To be done:
**1)** Please list every template that the GVEC build-stage passage places under the extends: keyword of the example job.
**2)** Carry the GVEC build-stage passage forward from its final sentence.

Supplied passage:
+---+
The first template (.vars_cmake_def_opts) sets the default values for CMake variables needed to build GVEC.

The second template (.vars_matrix_build) sets up additional variables (CMP_MODE and OMP_MODE), but in a way to yield all possible combinations of their values using the parallel:matrix: keyword. This allows inheriting jobs to be executed by the CI runners concurrently, so it helps improving the CI pipeline performance.

The third template (.tmpl_setup_build) sets up variables that are relevant for this stage, including one that specifies a unique directory name for each CI job, where GVEC will be built.

The forth template (.tmpl_before_script_build) provides a before_script: section that, as we have seen before, lists an overriding a set of commands that are executed before a CI job. These include in this case, creating the specified build directory, but also making an important distinction between using the GVEC version from the commit triggering the CI pipeline or another previous commit, corresponding to a tag or a release version of GVEC. This topic shall be discussed in more detail later on, when we describe the regression stage.

The last template (.tmpl_script_build) provides the script: section for an inheriting CI job. It contains a list of Shell commands to be executed, which in this case build a configuration of GVEC specified by the variables defined in the first two templates. The latter specify things like choosing between building a debug or release version, with which compiler, etc. Finally, the last section in this template, artifacts:, specifies a list of files and directories that will be attached to the job upon success (by default). These, which here include the GVEC executable produced after a successful build job, can subsequently be used by dependent CI jobs, like the ones in the run stage.

Stage `build`#

Like we did before, here we jump forward to the corresponding build stage, in order to illustrate how a typical GVEC CI build job extends the previous templates. We use a CI job example that executes on the MPCDF shared runner using the same Docker image as before, namely:

# ========================================================================
# Stage "build"
# ========================================================================

# build with MPCDF Docker (Intel 2023) shared runner environment
mpcdfci_intel2023_build:
  stage: build
  before_script:
    - !reference [".tmpl_before_script_modules", "before_script"]
    - !reference [".tmpl_before_script_build","before_script"]
  extends:
    - .tmpl_mpcdfci_intel2023
    - .tmpl_setup_build
    - .tmpl_script_build
    - .vars_cmake_def_opts
    - .vars_matrix_build
  needs: [mpcdfci_intel2023_env]

The first section is a before_script:. It allows the job to inherit from the very first template mentioned in this document, .tmpl_before_script_modules, which essentially loads the necessary modules. It also inherits from the template .tmpl_before_script_build, presented in the previous subsection, which executes commands in preparation of the build script, like creating the build target directory. Note that the keyword !reference is used instead of extends: due to the overriding property of the before_script: sections, otherwise it would not be possible to inherit from multiple of these sections without resetting some their variable values.
+---+
Given data:

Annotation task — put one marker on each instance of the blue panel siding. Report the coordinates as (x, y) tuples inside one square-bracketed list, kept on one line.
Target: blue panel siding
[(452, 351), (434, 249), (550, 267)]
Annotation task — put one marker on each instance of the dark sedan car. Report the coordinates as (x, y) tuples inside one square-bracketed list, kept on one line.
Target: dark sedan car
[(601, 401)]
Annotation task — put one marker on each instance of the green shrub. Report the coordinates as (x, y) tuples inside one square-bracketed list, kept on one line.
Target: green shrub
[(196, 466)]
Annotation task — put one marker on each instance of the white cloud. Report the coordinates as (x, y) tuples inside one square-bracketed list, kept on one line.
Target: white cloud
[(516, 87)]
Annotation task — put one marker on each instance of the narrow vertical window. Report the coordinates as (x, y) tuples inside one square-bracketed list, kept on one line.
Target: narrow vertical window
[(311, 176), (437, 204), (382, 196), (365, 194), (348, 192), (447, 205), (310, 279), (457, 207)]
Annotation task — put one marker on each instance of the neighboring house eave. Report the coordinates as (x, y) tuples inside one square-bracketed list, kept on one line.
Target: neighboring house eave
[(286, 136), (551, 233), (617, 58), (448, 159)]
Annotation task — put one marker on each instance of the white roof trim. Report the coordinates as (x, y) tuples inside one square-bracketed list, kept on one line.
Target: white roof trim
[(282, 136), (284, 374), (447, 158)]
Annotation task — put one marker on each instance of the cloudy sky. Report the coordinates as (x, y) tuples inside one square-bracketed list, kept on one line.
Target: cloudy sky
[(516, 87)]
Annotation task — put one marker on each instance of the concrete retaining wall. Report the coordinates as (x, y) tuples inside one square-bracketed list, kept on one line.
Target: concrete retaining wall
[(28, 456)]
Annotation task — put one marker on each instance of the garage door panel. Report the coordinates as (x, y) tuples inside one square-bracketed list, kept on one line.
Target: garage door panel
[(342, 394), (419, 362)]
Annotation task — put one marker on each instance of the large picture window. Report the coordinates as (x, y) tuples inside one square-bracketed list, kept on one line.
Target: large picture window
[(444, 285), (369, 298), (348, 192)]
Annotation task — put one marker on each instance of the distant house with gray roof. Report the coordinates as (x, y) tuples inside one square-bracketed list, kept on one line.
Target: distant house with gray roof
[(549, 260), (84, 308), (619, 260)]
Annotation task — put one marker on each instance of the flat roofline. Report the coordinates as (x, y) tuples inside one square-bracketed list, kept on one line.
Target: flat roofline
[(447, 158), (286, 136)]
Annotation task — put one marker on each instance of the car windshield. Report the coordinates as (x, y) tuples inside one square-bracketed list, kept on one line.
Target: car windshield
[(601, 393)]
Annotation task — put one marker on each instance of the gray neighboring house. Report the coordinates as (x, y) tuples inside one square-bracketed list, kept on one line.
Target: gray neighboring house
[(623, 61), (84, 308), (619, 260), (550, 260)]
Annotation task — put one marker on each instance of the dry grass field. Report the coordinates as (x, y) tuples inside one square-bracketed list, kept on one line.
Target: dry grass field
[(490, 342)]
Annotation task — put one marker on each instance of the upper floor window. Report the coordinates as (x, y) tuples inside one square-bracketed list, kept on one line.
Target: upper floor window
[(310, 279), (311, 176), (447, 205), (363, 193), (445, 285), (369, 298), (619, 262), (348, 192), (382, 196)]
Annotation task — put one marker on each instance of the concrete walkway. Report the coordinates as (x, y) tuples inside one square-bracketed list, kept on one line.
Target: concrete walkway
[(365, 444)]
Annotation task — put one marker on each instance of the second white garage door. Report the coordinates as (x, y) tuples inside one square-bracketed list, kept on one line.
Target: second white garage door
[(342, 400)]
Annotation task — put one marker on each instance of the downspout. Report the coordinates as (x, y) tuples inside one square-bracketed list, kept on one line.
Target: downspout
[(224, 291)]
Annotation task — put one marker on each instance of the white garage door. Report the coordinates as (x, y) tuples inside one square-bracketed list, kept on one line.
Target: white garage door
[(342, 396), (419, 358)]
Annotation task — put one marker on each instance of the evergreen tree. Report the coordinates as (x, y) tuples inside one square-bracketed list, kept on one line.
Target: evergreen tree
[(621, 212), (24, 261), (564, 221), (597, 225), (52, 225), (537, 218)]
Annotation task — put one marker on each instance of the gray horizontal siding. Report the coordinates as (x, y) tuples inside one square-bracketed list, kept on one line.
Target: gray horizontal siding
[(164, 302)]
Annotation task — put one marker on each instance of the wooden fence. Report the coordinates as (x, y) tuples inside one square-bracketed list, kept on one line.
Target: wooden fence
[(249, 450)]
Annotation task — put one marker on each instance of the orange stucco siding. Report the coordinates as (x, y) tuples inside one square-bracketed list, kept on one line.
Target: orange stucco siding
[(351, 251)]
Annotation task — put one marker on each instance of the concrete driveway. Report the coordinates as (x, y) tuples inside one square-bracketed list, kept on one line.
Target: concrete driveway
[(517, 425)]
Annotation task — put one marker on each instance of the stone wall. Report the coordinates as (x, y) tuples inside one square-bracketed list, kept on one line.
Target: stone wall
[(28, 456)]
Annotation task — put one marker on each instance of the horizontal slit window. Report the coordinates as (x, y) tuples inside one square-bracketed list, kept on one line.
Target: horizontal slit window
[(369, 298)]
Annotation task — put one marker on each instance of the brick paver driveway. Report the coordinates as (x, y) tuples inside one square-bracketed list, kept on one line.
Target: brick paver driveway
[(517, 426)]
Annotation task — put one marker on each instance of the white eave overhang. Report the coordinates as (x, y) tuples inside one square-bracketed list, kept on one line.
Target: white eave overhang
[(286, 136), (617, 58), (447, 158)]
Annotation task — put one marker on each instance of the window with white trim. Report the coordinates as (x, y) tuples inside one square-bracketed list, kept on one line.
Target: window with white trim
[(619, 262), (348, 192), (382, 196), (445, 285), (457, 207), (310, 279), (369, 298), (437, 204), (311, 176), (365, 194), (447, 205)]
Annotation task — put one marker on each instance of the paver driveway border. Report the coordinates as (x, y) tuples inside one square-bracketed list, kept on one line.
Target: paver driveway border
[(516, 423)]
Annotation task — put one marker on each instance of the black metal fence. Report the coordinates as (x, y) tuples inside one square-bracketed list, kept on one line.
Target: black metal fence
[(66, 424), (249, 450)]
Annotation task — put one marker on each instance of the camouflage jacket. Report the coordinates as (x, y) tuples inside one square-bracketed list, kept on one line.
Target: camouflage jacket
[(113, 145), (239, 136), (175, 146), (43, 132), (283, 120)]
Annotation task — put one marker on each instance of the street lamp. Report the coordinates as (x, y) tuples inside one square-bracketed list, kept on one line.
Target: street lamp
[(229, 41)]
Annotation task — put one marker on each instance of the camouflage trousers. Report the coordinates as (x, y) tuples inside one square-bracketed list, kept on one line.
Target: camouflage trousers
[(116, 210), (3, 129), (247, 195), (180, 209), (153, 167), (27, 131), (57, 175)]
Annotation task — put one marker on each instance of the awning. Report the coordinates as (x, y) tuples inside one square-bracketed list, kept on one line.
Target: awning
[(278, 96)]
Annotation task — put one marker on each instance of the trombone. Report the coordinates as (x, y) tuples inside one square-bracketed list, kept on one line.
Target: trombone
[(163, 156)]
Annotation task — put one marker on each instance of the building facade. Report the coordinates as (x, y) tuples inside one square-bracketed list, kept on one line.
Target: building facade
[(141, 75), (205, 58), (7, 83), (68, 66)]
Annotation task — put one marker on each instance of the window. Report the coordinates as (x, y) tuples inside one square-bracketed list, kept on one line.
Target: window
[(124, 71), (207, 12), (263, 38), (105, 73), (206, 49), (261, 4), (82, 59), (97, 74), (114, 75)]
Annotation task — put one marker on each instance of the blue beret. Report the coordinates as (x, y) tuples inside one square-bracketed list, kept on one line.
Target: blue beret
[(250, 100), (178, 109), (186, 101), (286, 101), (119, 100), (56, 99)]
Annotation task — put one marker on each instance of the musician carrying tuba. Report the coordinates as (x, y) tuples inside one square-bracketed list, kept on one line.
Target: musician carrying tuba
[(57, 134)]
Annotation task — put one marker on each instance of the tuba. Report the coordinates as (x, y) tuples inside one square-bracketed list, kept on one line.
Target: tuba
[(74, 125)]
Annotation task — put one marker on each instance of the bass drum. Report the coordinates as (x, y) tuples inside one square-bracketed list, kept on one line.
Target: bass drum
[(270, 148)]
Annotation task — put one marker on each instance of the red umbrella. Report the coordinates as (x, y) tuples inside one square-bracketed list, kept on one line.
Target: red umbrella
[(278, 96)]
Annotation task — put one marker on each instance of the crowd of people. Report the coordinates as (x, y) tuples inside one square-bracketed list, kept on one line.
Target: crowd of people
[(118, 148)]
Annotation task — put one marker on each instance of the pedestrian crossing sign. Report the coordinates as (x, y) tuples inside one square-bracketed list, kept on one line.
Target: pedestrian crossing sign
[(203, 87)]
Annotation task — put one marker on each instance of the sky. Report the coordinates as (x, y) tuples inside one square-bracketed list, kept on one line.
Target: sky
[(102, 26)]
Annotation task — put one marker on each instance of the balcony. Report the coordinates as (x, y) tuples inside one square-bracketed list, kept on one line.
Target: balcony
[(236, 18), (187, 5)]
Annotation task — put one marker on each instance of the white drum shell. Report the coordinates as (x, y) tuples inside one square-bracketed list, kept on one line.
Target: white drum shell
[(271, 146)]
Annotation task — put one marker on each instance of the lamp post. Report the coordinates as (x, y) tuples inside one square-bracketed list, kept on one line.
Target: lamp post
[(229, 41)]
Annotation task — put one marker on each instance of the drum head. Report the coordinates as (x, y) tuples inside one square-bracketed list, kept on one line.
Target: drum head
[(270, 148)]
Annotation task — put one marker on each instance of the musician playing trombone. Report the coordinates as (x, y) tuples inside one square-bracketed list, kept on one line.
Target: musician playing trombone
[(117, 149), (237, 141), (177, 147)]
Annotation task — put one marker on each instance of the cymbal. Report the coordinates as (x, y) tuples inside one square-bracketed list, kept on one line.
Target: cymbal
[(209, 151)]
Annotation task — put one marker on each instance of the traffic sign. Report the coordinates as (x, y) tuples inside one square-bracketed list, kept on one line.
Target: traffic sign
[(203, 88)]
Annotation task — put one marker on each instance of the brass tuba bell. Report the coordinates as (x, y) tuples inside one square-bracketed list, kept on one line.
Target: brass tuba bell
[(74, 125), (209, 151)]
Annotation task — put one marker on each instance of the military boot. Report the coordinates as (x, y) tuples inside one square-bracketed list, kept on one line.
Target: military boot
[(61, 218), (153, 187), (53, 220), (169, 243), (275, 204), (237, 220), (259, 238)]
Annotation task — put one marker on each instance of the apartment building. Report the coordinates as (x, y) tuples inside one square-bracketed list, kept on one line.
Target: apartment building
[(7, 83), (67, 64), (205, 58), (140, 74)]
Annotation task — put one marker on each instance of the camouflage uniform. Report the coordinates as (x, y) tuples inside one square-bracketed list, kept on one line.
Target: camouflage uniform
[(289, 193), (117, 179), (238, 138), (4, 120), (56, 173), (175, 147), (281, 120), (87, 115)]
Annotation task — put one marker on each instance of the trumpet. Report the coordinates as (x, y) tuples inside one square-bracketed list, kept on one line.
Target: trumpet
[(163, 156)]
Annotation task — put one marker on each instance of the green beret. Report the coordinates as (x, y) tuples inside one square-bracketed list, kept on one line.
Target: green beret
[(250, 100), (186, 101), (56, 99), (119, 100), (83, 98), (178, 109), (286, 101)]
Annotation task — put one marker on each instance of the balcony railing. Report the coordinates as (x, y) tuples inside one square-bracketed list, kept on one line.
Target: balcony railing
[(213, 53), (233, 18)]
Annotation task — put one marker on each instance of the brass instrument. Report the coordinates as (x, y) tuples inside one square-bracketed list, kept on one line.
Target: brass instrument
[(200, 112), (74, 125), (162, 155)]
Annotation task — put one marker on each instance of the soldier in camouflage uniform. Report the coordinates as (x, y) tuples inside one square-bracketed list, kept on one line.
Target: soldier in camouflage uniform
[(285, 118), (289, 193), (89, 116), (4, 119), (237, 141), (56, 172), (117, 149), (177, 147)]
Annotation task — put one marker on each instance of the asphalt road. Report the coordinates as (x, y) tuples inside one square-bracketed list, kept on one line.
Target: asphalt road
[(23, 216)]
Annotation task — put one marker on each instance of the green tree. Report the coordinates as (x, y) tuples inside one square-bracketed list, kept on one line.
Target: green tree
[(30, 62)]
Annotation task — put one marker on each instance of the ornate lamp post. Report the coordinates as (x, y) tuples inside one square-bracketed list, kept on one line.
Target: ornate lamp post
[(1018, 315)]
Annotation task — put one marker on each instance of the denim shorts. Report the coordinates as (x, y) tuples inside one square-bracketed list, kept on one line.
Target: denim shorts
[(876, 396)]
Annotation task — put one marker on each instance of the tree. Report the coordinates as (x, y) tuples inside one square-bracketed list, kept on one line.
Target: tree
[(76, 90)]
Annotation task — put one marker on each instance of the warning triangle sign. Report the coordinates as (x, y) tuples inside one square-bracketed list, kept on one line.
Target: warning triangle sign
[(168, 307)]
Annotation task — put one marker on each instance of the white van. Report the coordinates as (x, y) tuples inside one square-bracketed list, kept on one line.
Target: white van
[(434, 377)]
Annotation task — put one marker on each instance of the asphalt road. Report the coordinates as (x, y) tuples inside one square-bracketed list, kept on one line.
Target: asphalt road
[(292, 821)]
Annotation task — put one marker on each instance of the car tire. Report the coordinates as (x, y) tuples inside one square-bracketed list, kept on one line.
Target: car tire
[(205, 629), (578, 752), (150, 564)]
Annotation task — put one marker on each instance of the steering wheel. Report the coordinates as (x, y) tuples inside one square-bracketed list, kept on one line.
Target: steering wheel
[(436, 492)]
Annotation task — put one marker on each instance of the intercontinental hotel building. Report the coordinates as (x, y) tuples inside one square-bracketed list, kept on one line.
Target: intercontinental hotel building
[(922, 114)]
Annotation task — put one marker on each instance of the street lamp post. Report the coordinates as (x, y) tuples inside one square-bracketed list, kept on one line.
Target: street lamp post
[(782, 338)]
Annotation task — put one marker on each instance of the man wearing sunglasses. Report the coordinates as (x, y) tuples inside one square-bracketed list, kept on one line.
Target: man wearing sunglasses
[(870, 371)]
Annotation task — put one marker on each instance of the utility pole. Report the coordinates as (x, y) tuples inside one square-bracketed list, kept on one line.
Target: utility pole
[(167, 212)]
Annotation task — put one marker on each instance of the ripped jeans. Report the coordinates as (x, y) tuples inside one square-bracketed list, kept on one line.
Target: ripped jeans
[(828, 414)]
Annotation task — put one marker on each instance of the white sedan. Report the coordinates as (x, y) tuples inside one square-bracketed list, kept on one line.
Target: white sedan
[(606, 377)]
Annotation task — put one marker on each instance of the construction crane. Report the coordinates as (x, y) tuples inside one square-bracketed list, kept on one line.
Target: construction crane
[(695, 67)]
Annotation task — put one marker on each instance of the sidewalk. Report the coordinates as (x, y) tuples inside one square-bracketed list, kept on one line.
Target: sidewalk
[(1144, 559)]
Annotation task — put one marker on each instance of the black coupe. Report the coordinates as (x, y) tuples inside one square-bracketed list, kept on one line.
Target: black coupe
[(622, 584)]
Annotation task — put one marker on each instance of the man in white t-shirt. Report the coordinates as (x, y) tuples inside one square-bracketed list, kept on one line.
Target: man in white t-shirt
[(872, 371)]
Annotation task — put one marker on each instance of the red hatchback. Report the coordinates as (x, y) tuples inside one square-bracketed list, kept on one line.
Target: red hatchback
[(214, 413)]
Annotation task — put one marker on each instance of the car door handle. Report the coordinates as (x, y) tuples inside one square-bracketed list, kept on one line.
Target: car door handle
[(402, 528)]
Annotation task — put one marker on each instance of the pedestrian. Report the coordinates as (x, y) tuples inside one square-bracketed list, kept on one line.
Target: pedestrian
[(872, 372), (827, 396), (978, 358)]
+---+
Task-by-task results:
**1)**
.tmpl_mpcdfci_intel2023
.tmpl_setup_build
.tmpl_script_build
.vars_cmake_def_opts
.vars_matrix_build

**2)**
The next section is an extends: allowing this CI job to inherit from five different templates, all covered before. They basically specify the desired Docker image (.tmpl_mpcdfci_intel2023), define the different target build directories (.tmpl_setup_build) and execute build commands (.tmpl_script_build) for all versions of GVEC specified by the variables inherited from the templates .vars_cmake_def_opts and .vars_matrix_build together with the ones specified in the job section [variables:]{https://gitlab.mpcdf.mpg.de/help/ci/yaml/index#variables}. Recall that, because the template .vars_matrix_build uses the keyword parallel:matrix: together with two variables each having two possible values, the build job mpcdfci_intel2023_build generates in practice four different CI jobs that can be executed concurrently in the pipeline, which improves performance.

Finally, the last section specifies the dependency of these jobs on the previous job mpcdfci_intel2023_env . By using here the keyword needs: creates a direct acyclic graph between the different jobs, meaning that the different stages (env, build, run and regression) do not have to be executed sequentially. This naturally improves also CI pipeline performance.

Templates for stage `run`#

After each job from the previous stage (build) is finished, the corresponding job(s) in the stage run can start. As always, at this point we step back a little and analyse first the templates that are specific to the stage under consideration.

# ========================================================================
# TEMPLATES FOR STAGE "run"
# ========================================================================

# combination of runtime variable values
.vars_matrix_run:
  parallel:
    matrix:
      - CMP_MODE: ["Debug"]
        OMP_MODE: ["ompOFF","ompON"]
      - CMP_MODE: ["Release"]
        OMP_MODE: ["ompON"]
#   (...)

# target run directory defined by unique variable CASENAME
.tmpl_setup_run:
  variables:
    BUILDNAME: ${HASH_TAG}_${CURR_CMP}_${CMP_MODE}_${OMP_MODE}_${MPI_MODE}
    CASENAME: ${HASH_TAG}_${CURR_CMP}_${CMP_MODE}_${OMP_MODE}_${MPI_MODE}${MPI_RNKS_MODE}
#   (...)

# preparation before run job
.tmpl_before_script_exportvars:
  before_script:
    - echo "BUILDNAME is ${BUILDNAME} >> build_${BUILDNAME}/"
    - echo "CASENAME is ${CASENAME} >> CIrun_${CASENAME}/"
#   (...)

# more preparation before run job
.tmpl_before_script_run:
  before_script:
    - export PYTEST_DIR_OPTS="--builddir=build_${BUILDNAME} --rundir=CIrun_${CASENAME}"
    - rm -rf CIrun_${CASENAME}
# (...)

# run job script
.tmpl_script_run:
  script:
    - ${PYTEST_EXEC_CMD} --log-file=log_pytest_run_norestart.txt -m "${PYTEST_MARKER_OPTS} and run_stage and (not restart)" $PYTEST_DIR_OPTS -k "${PYTEST_KEY_OPTS}"
  artifacts:
    name: "${CASENAME}"
    paths:
      - CIrun_${CASENAME}
# (...)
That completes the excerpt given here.